**Exercise set:**
a. Rewrite the pediatric lithotripsy abstract from "METHODS: From January" up to and including "being stone free.", putting "patients" in place of "children".
b. Carry the pediatric lithotripsy abstract on from its last sentence.

=== Excerpt ===

El-Nahas AR, El-Assmy AM, Awad BA, Elhalwagy SM, Elshal AM, Sheir KZ.
Urology Department, Urology and Nephrology Center, Mansoura University, Mansoura, Egypt


Abstract

OBJECTIVES: To define factorsm affecting the stone-free rate of extracorporeal shockwave lithotripsy in the treatment of pediatric renal calculi, and to establish a regression model for pretreatment prediction of stone-free probability.

METHODS: From January 1999 through February 2012, 207 children with mean age 6.4 ± 3.8 years underwent shockwave lithotripsy with Dornier Lithotripter S for treatment of renal stones. The stone-free rate was evaluated 3 months after the last shockwave lithotripsy session with non-contrast computed tomography. Treatment success was defined as complete clearance of the stones with no residual fragments. Multivariate logistic regression analysis was used to identify independent risk factors and to predict the probability of being stone free.

=== Extracted data ===

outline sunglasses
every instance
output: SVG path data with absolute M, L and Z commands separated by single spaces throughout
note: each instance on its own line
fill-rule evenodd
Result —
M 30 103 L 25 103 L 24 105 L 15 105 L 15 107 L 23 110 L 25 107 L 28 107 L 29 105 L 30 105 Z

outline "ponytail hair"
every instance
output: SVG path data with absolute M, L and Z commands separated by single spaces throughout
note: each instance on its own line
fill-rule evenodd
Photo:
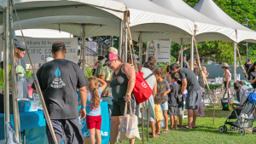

===

**Results of the tasks:**
a.
METHODS: From January 1999 through February 2012, 207 patients with mean age 6.4 ± 3.8 years underwent shockwave lithotripsy with Dornier Lithotripter S for treatment of renal stones. The stone-free rate was evaluated 3 months after the last shockwave lithotripsy session with non-contrast computed tomography. Treatment success was defined as complete clearance of the stones with no residual fragments. Multivariate logistic regression analysis was used to identify independent risk factors and to predict the probability of being stone free.

b.
RESULTS: The mean length of the stone was 11.6 ± 4 mm. The stone-free rate was 71%. Independent factors that adversely affect stone-free rate were increasing stone length and calyceal site of the stone. Relative risks for not being free of stones were 1.123 for stone length, 2.673 for stones in the upper or middle calyx and 4.208 for lower calyx stones.

CONCLUSION: Stone length and location are prognostic factors determining stone-free rate after shockwave lithotripsy for renal calculi in pediatric patients. Based on our analysis, shockwave lithotripsy should be recommended for renal pelvis stones up to 24 mm, upper or middle calyceal stones up to 15 mm and lower calyceal stones up to 11 mm.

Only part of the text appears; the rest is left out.